▸ **Task directions**: Convert the entries into a JSON list of strings, one string per line, from the first line through the line containing "M227 2L1 2L0", including that line. Skip blank lines and leave the pictures out.
==========
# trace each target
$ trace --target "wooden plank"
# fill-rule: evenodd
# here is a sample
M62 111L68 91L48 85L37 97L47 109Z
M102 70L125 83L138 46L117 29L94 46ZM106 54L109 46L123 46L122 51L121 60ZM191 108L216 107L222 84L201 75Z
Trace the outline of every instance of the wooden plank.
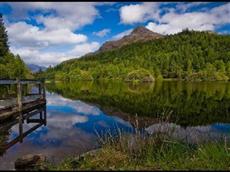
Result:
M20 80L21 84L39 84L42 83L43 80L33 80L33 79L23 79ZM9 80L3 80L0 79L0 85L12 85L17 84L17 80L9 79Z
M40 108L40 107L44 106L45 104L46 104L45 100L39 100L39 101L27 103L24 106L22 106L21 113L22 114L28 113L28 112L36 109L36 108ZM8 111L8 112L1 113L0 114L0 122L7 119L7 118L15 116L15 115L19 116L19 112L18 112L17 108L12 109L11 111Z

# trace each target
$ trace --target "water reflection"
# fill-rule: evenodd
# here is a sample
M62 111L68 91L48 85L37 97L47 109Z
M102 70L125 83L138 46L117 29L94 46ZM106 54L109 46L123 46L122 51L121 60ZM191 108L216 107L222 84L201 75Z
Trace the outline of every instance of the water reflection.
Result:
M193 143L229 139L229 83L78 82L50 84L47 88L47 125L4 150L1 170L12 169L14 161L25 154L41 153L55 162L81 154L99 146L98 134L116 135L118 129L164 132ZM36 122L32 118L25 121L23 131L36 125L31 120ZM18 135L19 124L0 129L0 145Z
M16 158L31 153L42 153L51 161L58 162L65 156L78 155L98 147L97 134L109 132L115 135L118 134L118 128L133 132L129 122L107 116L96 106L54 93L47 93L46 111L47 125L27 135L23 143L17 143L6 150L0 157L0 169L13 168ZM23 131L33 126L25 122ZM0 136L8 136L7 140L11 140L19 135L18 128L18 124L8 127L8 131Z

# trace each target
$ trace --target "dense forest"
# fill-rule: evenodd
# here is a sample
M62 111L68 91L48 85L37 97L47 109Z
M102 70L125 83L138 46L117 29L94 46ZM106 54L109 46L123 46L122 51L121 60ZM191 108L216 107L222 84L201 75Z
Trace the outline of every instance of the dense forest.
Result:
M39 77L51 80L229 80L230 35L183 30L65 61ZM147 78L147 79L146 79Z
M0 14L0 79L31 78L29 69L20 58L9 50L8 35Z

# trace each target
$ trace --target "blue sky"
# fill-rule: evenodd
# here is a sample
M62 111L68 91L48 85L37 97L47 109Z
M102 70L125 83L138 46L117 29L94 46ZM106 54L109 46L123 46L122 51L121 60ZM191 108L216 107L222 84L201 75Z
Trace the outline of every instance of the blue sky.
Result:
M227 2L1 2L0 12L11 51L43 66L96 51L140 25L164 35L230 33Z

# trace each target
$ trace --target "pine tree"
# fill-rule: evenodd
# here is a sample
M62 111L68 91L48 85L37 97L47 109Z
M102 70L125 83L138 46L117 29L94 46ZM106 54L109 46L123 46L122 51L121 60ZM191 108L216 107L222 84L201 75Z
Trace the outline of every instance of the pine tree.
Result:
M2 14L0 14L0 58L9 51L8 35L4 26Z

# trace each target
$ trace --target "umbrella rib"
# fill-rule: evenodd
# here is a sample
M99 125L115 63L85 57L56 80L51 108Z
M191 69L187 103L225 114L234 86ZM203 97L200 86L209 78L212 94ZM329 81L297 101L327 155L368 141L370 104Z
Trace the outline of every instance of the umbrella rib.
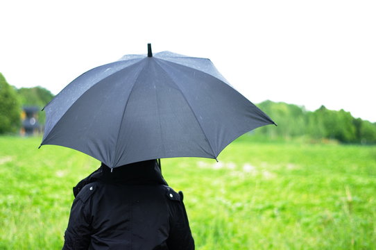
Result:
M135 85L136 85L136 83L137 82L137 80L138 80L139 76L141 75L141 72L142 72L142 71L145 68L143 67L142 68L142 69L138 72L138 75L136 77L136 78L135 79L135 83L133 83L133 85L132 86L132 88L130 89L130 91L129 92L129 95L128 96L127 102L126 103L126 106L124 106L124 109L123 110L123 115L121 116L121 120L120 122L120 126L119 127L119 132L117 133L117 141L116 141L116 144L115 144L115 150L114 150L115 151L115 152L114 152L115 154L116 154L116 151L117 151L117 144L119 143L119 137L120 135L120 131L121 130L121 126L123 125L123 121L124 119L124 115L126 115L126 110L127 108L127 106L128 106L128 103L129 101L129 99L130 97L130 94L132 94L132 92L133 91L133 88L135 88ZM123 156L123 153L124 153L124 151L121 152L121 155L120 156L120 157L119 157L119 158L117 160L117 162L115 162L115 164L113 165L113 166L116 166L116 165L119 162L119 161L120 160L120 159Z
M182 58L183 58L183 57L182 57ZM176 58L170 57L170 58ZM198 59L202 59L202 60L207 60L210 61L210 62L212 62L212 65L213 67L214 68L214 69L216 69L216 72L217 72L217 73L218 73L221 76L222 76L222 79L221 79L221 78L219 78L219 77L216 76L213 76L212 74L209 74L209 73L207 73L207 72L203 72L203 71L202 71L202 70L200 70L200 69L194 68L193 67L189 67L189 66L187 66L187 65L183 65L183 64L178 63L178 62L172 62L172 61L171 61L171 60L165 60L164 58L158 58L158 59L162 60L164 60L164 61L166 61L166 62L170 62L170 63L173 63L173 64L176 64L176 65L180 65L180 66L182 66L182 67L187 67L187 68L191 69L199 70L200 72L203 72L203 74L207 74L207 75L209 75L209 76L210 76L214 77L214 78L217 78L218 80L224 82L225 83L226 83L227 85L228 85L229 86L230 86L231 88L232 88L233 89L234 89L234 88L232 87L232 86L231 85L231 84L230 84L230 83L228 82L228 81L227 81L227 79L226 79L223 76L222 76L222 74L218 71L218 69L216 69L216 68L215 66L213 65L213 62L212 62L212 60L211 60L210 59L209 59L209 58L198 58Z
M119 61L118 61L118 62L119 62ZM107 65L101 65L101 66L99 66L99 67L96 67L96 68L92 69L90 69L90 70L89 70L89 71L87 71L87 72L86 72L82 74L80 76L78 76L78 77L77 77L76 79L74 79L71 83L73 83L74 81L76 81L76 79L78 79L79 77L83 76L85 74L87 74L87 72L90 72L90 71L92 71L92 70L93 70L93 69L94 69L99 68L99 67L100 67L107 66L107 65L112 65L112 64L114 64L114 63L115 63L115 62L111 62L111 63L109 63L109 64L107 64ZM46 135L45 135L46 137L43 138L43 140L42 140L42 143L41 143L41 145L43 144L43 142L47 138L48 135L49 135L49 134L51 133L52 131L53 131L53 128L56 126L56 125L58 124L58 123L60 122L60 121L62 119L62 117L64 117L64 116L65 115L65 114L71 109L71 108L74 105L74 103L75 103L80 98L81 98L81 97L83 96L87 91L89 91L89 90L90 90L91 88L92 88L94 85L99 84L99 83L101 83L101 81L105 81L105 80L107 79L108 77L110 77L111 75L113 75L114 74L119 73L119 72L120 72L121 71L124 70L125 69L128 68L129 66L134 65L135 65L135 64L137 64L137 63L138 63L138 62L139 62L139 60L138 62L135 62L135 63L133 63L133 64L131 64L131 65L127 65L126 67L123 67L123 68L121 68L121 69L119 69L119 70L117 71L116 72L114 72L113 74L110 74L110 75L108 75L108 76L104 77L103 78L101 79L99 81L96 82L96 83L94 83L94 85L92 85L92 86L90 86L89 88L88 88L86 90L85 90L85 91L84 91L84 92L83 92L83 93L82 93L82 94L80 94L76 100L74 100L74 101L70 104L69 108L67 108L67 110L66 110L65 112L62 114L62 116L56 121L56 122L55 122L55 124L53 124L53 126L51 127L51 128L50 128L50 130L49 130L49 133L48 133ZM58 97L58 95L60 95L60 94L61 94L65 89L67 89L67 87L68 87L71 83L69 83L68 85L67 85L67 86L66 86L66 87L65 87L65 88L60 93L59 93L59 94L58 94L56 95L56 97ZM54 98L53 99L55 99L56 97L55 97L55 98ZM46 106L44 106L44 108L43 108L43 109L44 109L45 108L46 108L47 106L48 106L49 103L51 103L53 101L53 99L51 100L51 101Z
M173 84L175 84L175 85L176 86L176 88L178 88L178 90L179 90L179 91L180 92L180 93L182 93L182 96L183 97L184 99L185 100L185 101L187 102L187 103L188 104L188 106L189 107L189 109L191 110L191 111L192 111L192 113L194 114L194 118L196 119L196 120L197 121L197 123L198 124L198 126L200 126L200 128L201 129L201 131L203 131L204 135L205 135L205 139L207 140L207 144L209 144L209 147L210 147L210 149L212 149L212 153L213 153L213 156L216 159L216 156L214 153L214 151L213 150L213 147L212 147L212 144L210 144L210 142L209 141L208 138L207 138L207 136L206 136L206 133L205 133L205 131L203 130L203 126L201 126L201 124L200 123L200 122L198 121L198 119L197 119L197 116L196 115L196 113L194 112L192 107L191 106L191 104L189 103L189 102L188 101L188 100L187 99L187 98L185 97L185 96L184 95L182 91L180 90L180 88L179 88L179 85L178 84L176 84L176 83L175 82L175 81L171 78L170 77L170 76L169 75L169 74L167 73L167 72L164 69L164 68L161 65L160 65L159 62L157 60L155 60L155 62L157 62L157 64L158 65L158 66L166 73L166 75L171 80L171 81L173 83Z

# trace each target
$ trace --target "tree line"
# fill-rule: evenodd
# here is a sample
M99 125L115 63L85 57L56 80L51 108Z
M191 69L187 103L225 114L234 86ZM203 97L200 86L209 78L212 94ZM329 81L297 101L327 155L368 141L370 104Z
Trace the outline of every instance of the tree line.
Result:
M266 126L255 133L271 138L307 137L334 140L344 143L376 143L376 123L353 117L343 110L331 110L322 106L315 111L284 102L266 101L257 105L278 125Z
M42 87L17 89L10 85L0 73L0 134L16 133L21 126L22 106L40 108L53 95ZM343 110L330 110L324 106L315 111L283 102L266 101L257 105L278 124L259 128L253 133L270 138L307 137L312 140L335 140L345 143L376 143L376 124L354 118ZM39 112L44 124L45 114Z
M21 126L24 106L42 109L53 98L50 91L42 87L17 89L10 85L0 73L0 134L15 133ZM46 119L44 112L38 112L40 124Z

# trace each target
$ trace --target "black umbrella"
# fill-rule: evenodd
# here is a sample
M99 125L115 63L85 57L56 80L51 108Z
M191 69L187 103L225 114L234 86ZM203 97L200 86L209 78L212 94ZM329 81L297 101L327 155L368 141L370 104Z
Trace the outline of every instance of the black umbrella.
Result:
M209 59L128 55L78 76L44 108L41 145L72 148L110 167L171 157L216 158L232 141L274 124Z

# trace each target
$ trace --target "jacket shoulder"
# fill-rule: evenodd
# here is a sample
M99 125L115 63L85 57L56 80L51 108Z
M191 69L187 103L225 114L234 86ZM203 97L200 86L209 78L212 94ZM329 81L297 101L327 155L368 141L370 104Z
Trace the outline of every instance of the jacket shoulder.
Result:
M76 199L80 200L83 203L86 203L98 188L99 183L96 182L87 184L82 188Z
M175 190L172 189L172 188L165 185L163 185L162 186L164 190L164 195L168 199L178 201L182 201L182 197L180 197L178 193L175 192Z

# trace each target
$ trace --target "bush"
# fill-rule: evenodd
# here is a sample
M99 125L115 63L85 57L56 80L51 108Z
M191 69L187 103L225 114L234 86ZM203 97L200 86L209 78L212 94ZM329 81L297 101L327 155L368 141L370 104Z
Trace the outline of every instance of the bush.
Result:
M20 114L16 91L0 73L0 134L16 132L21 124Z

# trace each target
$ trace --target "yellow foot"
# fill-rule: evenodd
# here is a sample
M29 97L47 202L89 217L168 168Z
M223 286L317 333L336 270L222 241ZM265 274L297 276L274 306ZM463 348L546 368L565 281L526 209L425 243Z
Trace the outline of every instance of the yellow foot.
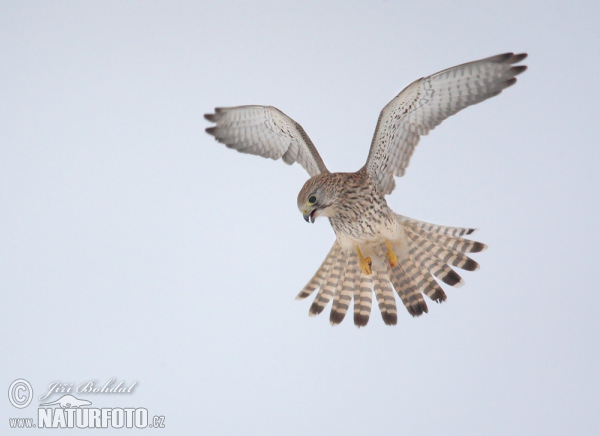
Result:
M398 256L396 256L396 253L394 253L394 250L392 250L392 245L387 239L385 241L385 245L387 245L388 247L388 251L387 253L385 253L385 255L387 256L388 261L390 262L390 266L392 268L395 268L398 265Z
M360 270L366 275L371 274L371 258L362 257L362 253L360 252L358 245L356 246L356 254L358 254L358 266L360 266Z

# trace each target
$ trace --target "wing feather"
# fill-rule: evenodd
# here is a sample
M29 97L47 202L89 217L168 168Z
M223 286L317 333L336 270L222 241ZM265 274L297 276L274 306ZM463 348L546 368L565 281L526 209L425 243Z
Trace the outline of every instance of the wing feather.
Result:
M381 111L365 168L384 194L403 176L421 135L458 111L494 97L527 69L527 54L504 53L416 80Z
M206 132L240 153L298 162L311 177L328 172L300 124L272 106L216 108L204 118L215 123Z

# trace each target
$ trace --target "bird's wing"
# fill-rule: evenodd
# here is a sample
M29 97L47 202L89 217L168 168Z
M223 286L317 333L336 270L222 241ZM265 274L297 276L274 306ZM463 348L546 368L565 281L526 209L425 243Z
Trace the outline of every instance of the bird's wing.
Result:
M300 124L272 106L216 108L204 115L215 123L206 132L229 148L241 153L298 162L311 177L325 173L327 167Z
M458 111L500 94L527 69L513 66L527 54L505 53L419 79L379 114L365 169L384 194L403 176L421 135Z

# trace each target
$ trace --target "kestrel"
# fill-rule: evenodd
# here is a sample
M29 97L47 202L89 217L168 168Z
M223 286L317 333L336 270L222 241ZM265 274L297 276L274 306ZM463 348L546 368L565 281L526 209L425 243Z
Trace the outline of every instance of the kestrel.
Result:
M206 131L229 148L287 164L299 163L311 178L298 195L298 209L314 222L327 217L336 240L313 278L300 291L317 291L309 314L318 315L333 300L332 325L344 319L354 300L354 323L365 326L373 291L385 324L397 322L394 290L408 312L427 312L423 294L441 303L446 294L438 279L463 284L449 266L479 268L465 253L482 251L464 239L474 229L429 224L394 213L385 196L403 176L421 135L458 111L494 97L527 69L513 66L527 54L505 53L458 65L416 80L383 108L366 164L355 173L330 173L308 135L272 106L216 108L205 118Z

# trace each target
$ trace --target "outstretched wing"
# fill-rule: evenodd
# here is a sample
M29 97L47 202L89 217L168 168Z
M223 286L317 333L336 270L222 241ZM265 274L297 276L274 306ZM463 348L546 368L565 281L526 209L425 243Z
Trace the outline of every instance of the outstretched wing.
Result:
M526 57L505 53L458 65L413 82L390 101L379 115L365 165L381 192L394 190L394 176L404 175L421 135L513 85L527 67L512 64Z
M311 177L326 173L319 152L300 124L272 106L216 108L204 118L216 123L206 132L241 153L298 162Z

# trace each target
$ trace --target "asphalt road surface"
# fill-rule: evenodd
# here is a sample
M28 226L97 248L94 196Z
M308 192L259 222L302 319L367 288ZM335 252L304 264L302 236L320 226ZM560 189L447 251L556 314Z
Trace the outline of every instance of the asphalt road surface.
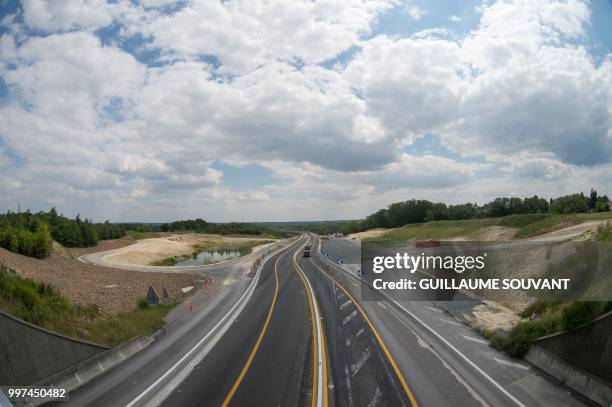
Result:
==========
▸ **Finished task**:
[
  "# trace each target",
  "$ trace --target \"wooden plank\"",
  "# fill-rule: evenodd",
  "# here is a sample",
  "M62 111L68 91L48 85L37 97L47 109Z",
  "M102 70L125 83L138 46L117 29L94 46ZM106 54L109 46L123 46L122 51L121 60ZM191 108L216 107L222 84L201 75Z",
  "Trace the outline of every instance of the wooden plank.",
  "Result:",
  "M20 80L21 84L39 84L42 83L43 80L33 80L33 79L23 79ZM9 80L3 80L0 79L0 85L12 85L17 84L17 80L9 79Z",
  "M40 108L40 107L44 106L45 104L46 104L45 100L39 100L39 101L27 103L24 106L22 106L21 113L22 114L28 113L28 112L36 109L36 108ZM8 111L8 112L1 113L0 114L0 122L7 119L7 118L15 116L15 115L19 116L19 112L18 112L17 108L12 109L11 111Z",
  "# trace each target",
  "$ trace --target \"water reflection\"",
  "# fill-rule: evenodd",
  "# here is a sample",
  "M62 111L68 91L48 85L37 97L47 109Z",
  "M102 70L125 83L138 46L117 29L94 46ZM106 54L109 46L123 46L122 51L121 60ZM191 108L216 107L222 84L201 75Z",
  "Trace the outline of every instance of the water reflection.",
  "Result:",
  "M193 143L229 139L229 83L78 82L50 84L47 88L47 125L4 150L1 170L12 169L14 161L25 154L41 153L55 162L81 154L99 146L98 134L116 135L118 129L164 132ZM36 122L32 118L25 121L23 131L36 125L31 120ZM18 135L19 124L0 129L0 145Z",
  "M16 158L31 153L42 153L51 161L58 162L65 156L78 155L98 147L97 134L109 132L115 135L118 134L118 128L133 132L129 122L107 116L96 106L54 93L47 93L46 111L47 125L27 135L23 143L17 143L6 150L0 157L0 169L13 168ZM23 131L33 126L25 122ZM0 136L8 136L7 140L11 140L19 135L18 128L18 124L8 127L8 131Z",
  "# trace each target",
  "$ trace --target \"dense forest\"",
  "# fill-rule: evenodd",
  "# here is a sample",
  "M62 111L68 91L48 85L37 97L47 109Z",
  "M102 70L125 83L138 46L117 29L94 46ZM106 54L109 46L123 46L122 51L121 60ZM191 108L216 107L222 84L201 75Z",
  "Trace the outline of every instance of the dense forest.",
  "Result:",
  "M39 77L51 80L229 80L230 35L183 30L65 61ZM147 78L147 79L146 79Z",
  "M0 14L0 79L31 78L29 69L20 58L9 50L8 35Z",
  "# trace each target",
  "$ trace --target \"blue sky\"",
  "# fill-rule: evenodd",
  "# here is a sample",
  "M62 111L68 91L48 85L37 97L47 109Z",
  "M102 70L125 83L138 46L117 29L94 46ZM106 54L109 46L123 46L122 51L121 60ZM191 108L216 107L222 84L201 75Z",
  "Trace the outline of every instance of the blue sky.",
  "Result:",
  "M227 2L1 2L0 12L11 51L43 66L96 51L140 25L164 35L230 33Z"
]